Print every line of the material below exactly as it stands, but omit the pictures.

> [LISTED RECORDS]:
━━━

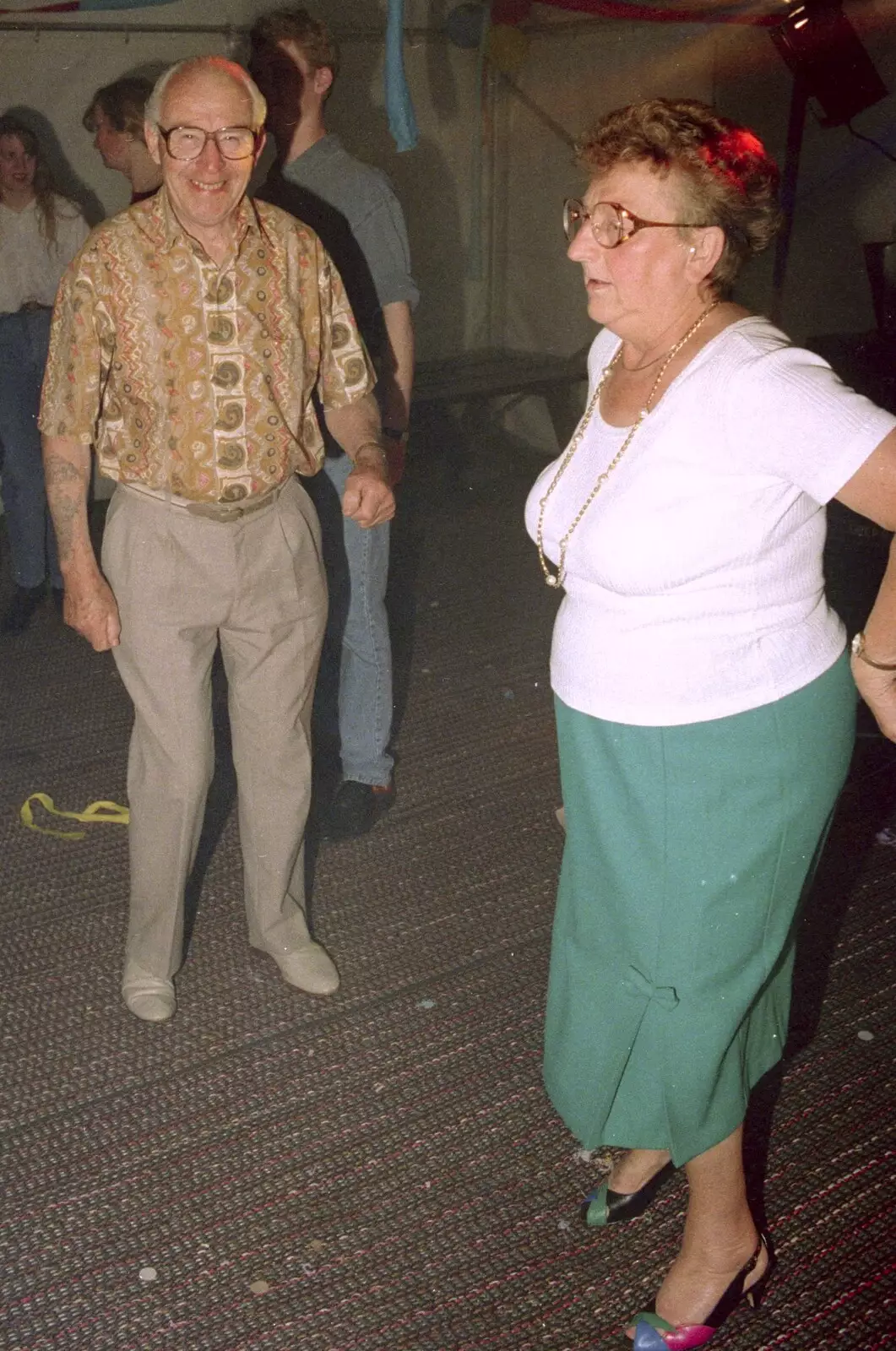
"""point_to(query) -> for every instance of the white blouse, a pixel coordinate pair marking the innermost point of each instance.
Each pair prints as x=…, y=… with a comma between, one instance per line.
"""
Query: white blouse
x=30, y=269
x=693, y=581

━━━

> [RESPONSE]:
"""point_to(query) -> for every instance of the white blouse, a pixel coordinate pair marking the innermost point of each instance.
Each pair prints as x=…, y=… with a comma between, one instance per line.
"""
Query: white blouse
x=30, y=269
x=693, y=581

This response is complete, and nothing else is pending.